:: BRIEF ::
Each line of the data should be duplicated precisely.

:: DATA SHOWN ::
--------------------------------------------------

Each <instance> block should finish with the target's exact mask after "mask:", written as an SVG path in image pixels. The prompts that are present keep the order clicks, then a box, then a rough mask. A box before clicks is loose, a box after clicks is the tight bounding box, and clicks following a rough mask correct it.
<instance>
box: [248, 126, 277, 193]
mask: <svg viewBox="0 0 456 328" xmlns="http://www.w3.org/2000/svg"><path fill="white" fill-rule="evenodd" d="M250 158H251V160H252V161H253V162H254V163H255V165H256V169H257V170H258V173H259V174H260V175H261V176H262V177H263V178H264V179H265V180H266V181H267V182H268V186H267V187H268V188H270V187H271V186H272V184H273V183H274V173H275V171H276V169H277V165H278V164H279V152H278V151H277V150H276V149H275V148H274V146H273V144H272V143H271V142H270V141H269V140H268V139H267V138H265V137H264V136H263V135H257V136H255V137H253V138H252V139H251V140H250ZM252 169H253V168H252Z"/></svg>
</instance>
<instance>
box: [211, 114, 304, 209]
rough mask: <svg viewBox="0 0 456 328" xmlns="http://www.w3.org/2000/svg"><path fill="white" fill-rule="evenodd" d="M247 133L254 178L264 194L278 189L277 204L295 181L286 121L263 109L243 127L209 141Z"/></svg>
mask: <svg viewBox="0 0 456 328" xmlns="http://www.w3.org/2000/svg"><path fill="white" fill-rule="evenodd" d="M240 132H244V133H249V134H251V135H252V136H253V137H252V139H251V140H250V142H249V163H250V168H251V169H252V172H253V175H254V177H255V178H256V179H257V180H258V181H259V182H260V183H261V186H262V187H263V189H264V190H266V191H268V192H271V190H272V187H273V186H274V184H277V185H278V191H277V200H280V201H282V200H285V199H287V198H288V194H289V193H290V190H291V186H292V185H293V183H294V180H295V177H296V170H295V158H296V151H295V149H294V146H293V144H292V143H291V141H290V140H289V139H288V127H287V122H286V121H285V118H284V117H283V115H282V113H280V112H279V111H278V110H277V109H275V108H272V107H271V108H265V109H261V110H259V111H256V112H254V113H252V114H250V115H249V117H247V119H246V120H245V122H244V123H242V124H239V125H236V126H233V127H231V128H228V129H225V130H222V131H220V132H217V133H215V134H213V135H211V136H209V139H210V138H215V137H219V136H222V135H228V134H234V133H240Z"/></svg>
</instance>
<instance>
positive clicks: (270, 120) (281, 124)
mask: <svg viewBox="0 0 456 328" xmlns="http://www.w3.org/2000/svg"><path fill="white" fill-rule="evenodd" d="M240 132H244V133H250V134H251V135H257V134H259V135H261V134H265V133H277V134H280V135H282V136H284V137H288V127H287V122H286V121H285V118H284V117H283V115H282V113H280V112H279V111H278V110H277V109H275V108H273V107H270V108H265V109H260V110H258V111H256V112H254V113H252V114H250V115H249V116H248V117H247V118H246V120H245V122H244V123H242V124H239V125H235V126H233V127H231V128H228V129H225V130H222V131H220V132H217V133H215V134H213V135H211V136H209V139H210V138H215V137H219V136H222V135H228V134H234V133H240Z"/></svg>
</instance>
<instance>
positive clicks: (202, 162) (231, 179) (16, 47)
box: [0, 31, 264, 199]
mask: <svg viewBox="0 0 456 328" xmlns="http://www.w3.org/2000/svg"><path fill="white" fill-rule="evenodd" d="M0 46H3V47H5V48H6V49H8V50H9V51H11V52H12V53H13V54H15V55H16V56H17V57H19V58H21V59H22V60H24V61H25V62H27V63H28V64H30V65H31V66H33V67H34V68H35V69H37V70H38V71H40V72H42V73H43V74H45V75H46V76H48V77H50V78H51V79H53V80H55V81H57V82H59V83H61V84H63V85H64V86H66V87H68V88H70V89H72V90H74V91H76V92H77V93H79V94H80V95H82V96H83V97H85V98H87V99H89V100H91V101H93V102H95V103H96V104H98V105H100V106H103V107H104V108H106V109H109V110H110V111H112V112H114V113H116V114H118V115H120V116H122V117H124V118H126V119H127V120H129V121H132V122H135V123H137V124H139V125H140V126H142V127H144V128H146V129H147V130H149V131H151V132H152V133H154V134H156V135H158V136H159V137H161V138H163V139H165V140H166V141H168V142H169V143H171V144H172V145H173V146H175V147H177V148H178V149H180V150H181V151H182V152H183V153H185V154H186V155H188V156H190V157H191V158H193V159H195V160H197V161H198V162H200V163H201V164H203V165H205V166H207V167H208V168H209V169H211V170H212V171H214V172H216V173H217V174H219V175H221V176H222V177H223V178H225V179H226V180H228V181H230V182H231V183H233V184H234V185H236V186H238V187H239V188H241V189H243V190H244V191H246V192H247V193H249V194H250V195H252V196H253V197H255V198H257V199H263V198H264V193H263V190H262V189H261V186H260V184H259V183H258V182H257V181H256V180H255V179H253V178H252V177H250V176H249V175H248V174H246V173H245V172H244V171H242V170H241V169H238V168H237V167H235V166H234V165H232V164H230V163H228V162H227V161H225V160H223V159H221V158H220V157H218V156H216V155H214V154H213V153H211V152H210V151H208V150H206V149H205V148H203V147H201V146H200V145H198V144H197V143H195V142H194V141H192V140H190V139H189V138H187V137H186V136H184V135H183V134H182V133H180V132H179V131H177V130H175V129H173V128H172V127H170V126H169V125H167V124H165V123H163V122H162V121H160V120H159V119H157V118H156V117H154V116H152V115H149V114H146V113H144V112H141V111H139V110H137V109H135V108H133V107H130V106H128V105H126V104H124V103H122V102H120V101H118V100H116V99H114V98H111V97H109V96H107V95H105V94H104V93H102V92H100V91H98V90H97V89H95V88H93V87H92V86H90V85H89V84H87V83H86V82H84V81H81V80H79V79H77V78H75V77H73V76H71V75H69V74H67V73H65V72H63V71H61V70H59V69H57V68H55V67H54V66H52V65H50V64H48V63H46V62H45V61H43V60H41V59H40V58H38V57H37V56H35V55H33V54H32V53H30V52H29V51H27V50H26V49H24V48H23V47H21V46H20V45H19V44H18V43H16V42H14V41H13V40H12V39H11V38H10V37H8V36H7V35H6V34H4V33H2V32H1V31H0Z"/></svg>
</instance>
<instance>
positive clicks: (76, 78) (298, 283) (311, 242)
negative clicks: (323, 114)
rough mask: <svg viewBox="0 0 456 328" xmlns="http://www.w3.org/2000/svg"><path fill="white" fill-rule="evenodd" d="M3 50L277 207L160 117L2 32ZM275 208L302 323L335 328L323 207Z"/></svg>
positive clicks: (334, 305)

--------------------------------------------------

:: ANSWER SPACE ::
Each <instance> block should finish with the target's exact mask after "mask:", written as an SVG path in image pixels. The prompts that are present keep the order clicks, then a box, then a rough mask. A box before clicks is loose, a box after clicks is the tight bounding box, and clicks following a rough mask correct it.
<instance>
box: [248, 126, 277, 193]
mask: <svg viewBox="0 0 456 328" xmlns="http://www.w3.org/2000/svg"><path fill="white" fill-rule="evenodd" d="M250 158H251V160H252V161H253V162H254V163H255V165H256V169H257V170H258V173H259V174H260V175H261V176H262V177H263V178H264V179H265V180H266V181H267V182H268V186H267V187H268V188H270V187H271V186H272V184H273V183H274V173H275V171H276V169H277V165H278V164H279V152H278V151H277V150H276V149H275V148H274V146H273V144H272V143H271V142H270V141H269V140H268V139H267V138H265V137H264V136H263V135H257V136H255V137H253V138H252V139H251V140H250ZM252 169H253V168H252Z"/></svg>
</instance>
<instance>
box: [211, 114, 304, 209]
rough mask: <svg viewBox="0 0 456 328" xmlns="http://www.w3.org/2000/svg"><path fill="white" fill-rule="evenodd" d="M247 133L254 178L264 194L278 189L277 204L295 181L286 121L263 109L243 127L209 141Z"/></svg>
mask: <svg viewBox="0 0 456 328" xmlns="http://www.w3.org/2000/svg"><path fill="white" fill-rule="evenodd" d="M240 132H244V133H249V134H251V135H252V136H253V137H252V139H251V140H250V142H249V163H250V168H251V169H252V172H253V175H254V177H255V178H256V179H257V180H258V181H259V182H260V183H261V186H262V187H263V189H264V190H266V191H268V192H271V190H272V187H273V186H274V184H277V185H278V191H277V200H280V201H282V200H285V199H287V198H288V194H289V193H290V190H291V186H292V185H293V183H294V180H295V177H296V170H295V158H296V151H295V149H294V146H293V144H292V143H291V141H290V140H289V139H288V127H287V122H286V121H285V118H284V117H283V115H282V113H280V112H279V111H278V110H277V109H275V108H272V107H271V108H265V109H261V110H259V111H256V112H254V113H252V114H250V115H249V117H247V119H246V120H245V122H244V123H242V124H239V125H236V126H233V127H231V128H228V129H225V130H222V131H220V132H217V133H215V134H213V135H211V136H209V139H210V138H215V137H219V136H222V135H228V134H234V133H240Z"/></svg>
</instance>
<instance>
positive clicks: (270, 120) (281, 124)
mask: <svg viewBox="0 0 456 328" xmlns="http://www.w3.org/2000/svg"><path fill="white" fill-rule="evenodd" d="M240 132H244V133H250V134H251V135H257V134H259V135H261V134H265V133H277V134H280V135H282V136H284V137H288V127H287V122H286V121H285V118H284V117H283V115H282V113H280V112H279V111H278V110H277V109H275V108H273V107H270V108H265V109H260V110H258V111H256V112H254V113H252V114H250V115H249V116H248V117H247V118H246V120H245V122H244V123H242V124H239V125H235V126H233V127H231V128H228V129H225V130H222V131H220V132H217V133H215V134H213V135H211V136H209V139H210V138H215V137H219V136H222V135H228V134H234V133H240Z"/></svg>
</instance>
<instance>
positive clicks: (202, 162) (231, 179) (16, 47)
box: [0, 31, 264, 199]
mask: <svg viewBox="0 0 456 328" xmlns="http://www.w3.org/2000/svg"><path fill="white" fill-rule="evenodd" d="M0 46H3V47H5V48H6V49H8V50H9V51H11V52H12V53H13V54H15V55H16V56H17V57H19V58H21V59H22V60H24V61H25V62H27V63H28V64H30V65H31V66H33V67H34V68H35V69H37V70H38V71H40V72H42V73H43V74H45V75H46V76H48V77H50V78H51V79H53V80H55V81H57V82H59V83H61V84H63V85H64V86H66V87H68V88H70V89H72V90H74V91H76V92H77V93H79V94H80V95H82V96H83V97H85V98H87V99H89V100H91V101H93V102H95V103H96V104H98V105H100V106H103V107H104V108H106V109H109V110H110V111H112V112H114V113H116V114H118V115H120V116H122V117H124V118H126V119H127V120H129V121H132V122H135V123H137V124H139V125H140V126H142V127H144V128H146V129H147V130H149V131H151V132H152V133H154V134H156V135H158V136H159V137H161V138H163V139H165V140H166V141H168V142H169V143H171V144H172V145H173V146H175V147H177V148H178V149H180V150H181V151H182V152H183V153H185V154H186V155H188V156H190V157H191V158H193V159H195V160H197V161H198V162H200V163H201V164H203V165H205V166H207V167H208V168H209V169H211V170H212V171H214V172H216V173H217V174H219V175H221V176H222V177H223V178H225V179H226V180H228V181H230V182H231V183H233V184H234V185H236V186H238V187H239V188H241V189H243V190H244V191H246V192H247V193H249V194H250V195H252V196H253V197H255V198H257V199H263V198H264V193H263V190H262V189H261V186H260V184H259V183H258V182H257V181H256V180H255V179H253V178H252V177H250V176H249V175H248V174H246V173H245V172H244V171H242V170H241V169H238V168H237V167H235V166H234V165H232V164H230V163H228V162H227V161H225V160H223V159H221V158H220V157H218V156H216V155H214V154H213V153H211V152H210V151H208V150H206V149H205V148H203V147H201V146H200V145H198V144H197V143H195V142H194V141H192V140H190V139H189V138H187V137H186V136H184V135H183V134H182V133H180V132H179V131H177V130H175V129H173V128H172V127H170V126H169V125H167V124H165V123H163V122H162V121H160V120H159V119H157V118H156V117H154V116H152V115H149V114H146V113H144V112H141V111H139V110H137V109H135V108H133V107H130V106H128V105H126V104H124V103H122V102H120V101H118V100H116V99H114V98H111V97H109V96H107V95H105V94H104V93H102V92H100V91H98V90H97V89H95V88H93V87H92V86H90V85H89V84H87V83H86V82H84V81H81V80H79V79H77V78H75V77H73V76H71V75H69V74H67V73H65V72H63V71H61V70H59V69H57V68H55V67H54V66H52V65H50V64H48V63H46V62H45V61H43V60H41V59H40V58H38V57H37V56H35V55H33V54H32V53H30V52H29V51H27V50H26V49H24V48H23V47H21V46H20V45H19V44H18V43H16V42H14V41H13V40H12V39H11V38H10V37H8V36H7V35H6V34H4V33H2V32H1V31H0Z"/></svg>
</instance>
<instance>
positive clicks: (76, 78) (298, 283) (311, 242)
negative clicks: (323, 114)
rough mask: <svg viewBox="0 0 456 328" xmlns="http://www.w3.org/2000/svg"><path fill="white" fill-rule="evenodd" d="M3 50L277 207L160 117L2 32ZM275 208L302 323L335 328L323 207Z"/></svg>
positive clicks: (334, 305)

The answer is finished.